*** Source document ***

Fears around climate change have been impacting the mental health of teenagers in Australia negatively, with 38% of respondents saying they are experiencing high psychological distress.
Ruby Bron feels “helpless” and “anxiety-ridden” when she thinks about the future and the irreversible damage occurring because of the climate emergency. The 17-year-old Sydney student says without drastic action to cut emissions, her generation will be left to deal with the climate crisis in an increasingly damaged and volatile world. “That is a massive responsibility placed on us,” Bron says. “Anxiety builds up.”
The climate crisis is such a big issue and causing so much harm that sometimes she feels as though it is impossible to fight it. “There is a constant occurrence of disasters,” she says. “Fires, floods, droughts and cyclones. These disasters affect people’s livelihoods, their homes, the way their communities run. In that world, there would be a lot of disappointment and regret that nothing was done sooner.”
The youth mental health organisation Orygen and Mission Australia on Thursday released the findings of a survey of nearly 19,000 young Australians aged 15 to 19. More than a quarter (26%) say they are “very concerned” or “extremely concerned” about the climate crisis, and 38% of those respondents say they experience high psychological distress.

*** Exercise data ***

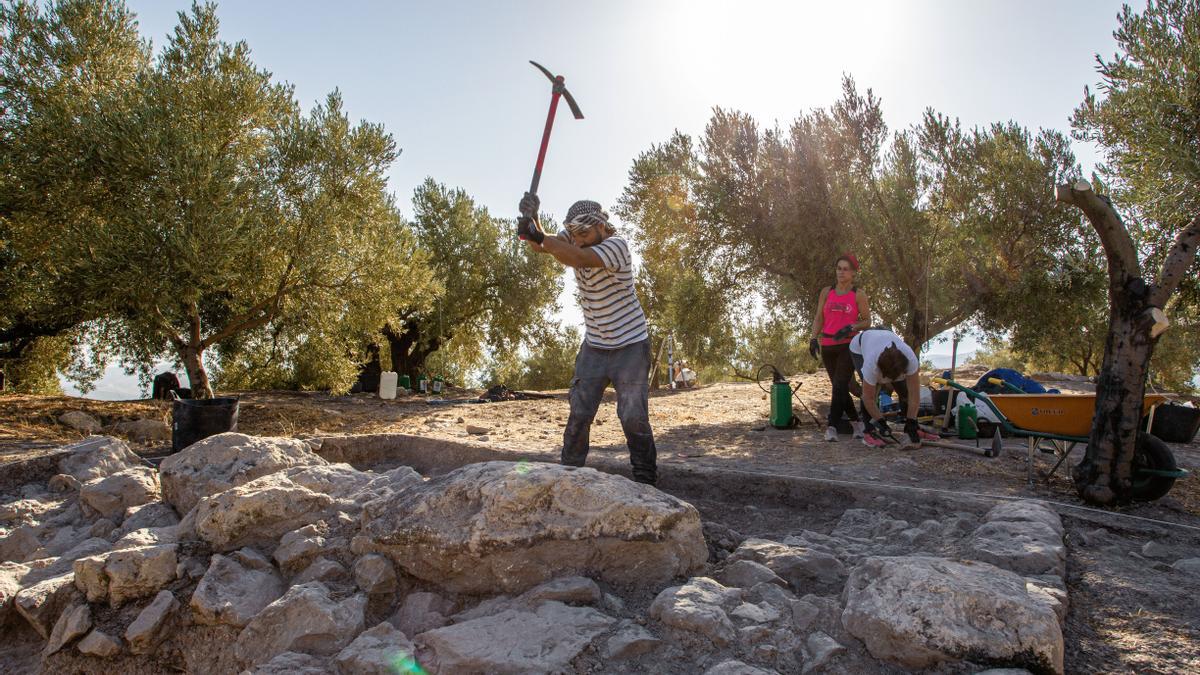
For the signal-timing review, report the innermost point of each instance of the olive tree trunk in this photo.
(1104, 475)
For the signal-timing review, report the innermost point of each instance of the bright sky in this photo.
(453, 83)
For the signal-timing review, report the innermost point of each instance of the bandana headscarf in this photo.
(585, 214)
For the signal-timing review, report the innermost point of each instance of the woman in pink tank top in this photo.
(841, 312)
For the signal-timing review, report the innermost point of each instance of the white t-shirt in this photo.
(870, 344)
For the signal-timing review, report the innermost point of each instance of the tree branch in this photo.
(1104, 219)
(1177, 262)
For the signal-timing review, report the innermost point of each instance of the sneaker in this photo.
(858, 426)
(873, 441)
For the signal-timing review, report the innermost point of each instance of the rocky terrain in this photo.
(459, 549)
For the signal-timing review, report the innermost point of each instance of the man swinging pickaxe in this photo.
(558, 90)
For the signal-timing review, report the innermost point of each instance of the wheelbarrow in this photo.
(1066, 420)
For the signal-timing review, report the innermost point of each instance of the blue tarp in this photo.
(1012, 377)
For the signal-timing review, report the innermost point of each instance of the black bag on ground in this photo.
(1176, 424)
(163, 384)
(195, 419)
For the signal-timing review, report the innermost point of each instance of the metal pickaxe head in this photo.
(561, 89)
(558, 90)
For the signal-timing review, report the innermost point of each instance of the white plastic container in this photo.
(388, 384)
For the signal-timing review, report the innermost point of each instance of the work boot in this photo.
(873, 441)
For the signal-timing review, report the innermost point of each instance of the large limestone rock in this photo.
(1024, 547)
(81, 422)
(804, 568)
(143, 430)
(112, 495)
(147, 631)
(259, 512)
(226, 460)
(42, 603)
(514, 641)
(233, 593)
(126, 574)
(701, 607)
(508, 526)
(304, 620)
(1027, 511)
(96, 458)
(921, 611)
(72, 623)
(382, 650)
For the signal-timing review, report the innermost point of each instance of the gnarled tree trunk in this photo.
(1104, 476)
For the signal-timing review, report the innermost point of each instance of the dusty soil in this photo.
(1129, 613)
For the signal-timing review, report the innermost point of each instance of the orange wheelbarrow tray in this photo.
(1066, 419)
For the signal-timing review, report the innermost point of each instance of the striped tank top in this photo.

***

Task: Write out, word for word, the part of the climate anxiety article that begins at "Fears around climate" and ends after "experiencing high psychological distress.". Rely only on the climate anxiety article for this work.

Answer:
Fears around climate change have been impacting the mental health of teenagers in Australia negatively, with 38% of respondents saying they are experiencing high psychological distress.